> _GESPEICHERTE DATENSÄTZE_:
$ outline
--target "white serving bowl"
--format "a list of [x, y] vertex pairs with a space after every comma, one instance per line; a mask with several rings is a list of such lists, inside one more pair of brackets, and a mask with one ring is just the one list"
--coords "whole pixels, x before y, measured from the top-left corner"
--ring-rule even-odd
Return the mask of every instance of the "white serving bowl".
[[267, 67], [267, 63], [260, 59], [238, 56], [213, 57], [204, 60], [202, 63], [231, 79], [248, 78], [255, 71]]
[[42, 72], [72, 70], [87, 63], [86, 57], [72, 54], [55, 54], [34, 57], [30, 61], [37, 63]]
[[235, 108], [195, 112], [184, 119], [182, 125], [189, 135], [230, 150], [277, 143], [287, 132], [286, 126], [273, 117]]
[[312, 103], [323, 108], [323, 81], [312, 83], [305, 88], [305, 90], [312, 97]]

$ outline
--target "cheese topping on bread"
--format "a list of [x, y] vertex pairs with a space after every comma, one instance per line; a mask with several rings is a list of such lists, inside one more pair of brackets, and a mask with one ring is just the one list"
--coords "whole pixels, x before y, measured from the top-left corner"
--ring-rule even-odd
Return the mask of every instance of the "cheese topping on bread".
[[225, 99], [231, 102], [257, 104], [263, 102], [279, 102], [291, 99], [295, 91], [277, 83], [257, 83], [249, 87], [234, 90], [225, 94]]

...

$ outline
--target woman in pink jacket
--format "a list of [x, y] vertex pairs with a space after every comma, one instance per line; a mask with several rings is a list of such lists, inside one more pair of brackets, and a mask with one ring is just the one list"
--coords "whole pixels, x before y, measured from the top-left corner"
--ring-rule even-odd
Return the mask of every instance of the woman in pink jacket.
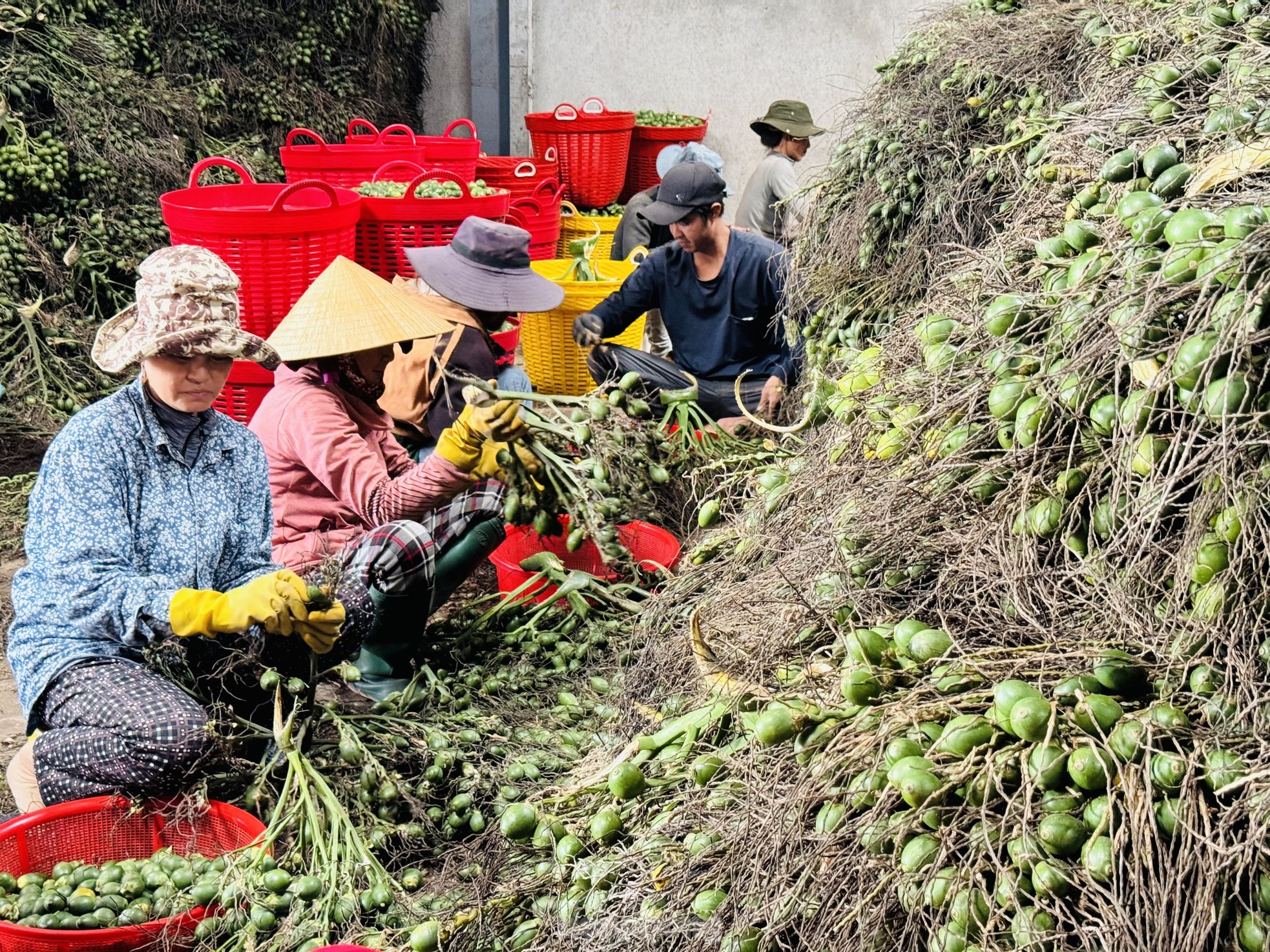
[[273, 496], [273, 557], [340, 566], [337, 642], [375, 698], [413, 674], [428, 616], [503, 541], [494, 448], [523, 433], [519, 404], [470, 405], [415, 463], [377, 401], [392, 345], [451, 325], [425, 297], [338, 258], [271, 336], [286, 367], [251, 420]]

> _ZU ERLEDIGEN_:
Gib jede Zeile der Datensätze zurück, die das Wort „jacket“ enthält. Achte dabei auf Groß- und Kleinschreibung.

> _AUSGABE_:
--target woman in pink jacket
Return the mask of every instance of the woman in pink jacket.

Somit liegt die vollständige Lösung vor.